[start INFORMATION SHOWN]

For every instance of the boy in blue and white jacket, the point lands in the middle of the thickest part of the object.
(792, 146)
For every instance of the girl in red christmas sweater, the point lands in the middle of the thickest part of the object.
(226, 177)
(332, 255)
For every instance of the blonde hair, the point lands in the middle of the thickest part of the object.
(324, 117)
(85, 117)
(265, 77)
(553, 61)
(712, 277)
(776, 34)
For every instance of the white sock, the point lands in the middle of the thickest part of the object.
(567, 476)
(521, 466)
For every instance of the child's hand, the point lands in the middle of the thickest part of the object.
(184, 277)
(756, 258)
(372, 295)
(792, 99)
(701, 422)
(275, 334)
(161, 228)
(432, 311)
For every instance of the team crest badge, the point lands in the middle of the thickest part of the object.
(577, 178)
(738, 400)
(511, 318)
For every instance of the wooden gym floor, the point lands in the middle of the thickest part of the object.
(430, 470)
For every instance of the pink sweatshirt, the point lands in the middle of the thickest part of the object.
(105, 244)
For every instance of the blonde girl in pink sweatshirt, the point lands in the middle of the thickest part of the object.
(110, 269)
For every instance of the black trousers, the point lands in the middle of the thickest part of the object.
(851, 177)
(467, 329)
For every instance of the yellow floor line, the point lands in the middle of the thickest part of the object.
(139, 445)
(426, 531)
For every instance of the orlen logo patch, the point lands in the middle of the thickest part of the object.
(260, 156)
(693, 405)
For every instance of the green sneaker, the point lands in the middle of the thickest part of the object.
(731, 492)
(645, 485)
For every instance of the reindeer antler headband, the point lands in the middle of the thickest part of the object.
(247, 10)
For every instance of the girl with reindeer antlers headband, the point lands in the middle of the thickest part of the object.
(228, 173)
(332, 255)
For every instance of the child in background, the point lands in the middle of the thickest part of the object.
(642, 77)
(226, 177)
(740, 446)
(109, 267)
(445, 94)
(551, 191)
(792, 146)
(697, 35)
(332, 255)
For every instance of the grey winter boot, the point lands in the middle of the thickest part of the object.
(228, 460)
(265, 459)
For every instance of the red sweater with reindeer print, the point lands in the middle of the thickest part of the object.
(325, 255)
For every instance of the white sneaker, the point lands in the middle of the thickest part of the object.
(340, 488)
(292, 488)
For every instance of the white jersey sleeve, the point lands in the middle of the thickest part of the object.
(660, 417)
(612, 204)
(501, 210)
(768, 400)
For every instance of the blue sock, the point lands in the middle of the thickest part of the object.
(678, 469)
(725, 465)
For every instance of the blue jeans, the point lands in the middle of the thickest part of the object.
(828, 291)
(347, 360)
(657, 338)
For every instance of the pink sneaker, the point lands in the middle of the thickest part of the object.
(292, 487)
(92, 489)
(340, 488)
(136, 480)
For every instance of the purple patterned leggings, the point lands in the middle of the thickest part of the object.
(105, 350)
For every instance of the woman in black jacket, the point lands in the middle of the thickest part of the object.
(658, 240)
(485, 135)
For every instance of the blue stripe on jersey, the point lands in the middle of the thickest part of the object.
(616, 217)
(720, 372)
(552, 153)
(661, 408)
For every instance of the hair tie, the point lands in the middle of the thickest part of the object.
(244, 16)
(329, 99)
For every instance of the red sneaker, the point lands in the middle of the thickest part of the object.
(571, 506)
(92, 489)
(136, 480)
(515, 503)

[end INFORMATION SHOWN]
[start INFORMATION SHOWN]

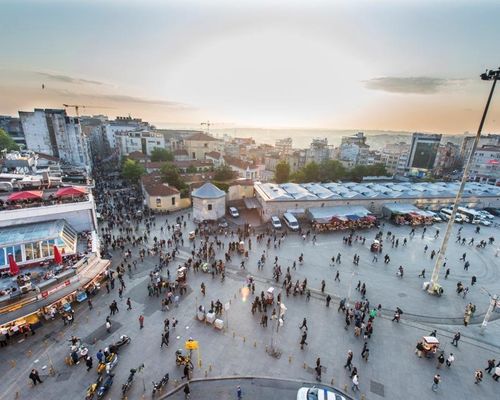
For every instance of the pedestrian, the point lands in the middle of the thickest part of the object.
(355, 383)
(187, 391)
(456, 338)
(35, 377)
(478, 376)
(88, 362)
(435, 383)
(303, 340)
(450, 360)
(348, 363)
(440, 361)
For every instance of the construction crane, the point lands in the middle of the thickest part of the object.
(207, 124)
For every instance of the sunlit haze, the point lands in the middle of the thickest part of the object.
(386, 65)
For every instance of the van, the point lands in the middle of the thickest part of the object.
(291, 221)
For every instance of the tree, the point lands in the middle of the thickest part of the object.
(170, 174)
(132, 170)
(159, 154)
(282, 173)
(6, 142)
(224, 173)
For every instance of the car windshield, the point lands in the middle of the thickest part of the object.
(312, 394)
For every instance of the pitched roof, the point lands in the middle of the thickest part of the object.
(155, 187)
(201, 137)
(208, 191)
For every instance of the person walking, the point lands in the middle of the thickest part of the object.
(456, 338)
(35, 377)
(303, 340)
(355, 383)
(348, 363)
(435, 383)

[end INFORMATION SHOWN]

**PROBLEM:** Pull out every line in the records that contains the word "jersey", matching case exactly.

**EXERCISE SOLUTION:**
For every instance of the white jersey sleeve, the point lands in the middle of the thickest part of the object.
For every instance of the blue stripe on jersey, the point lands in the middle of the thickest part of the object.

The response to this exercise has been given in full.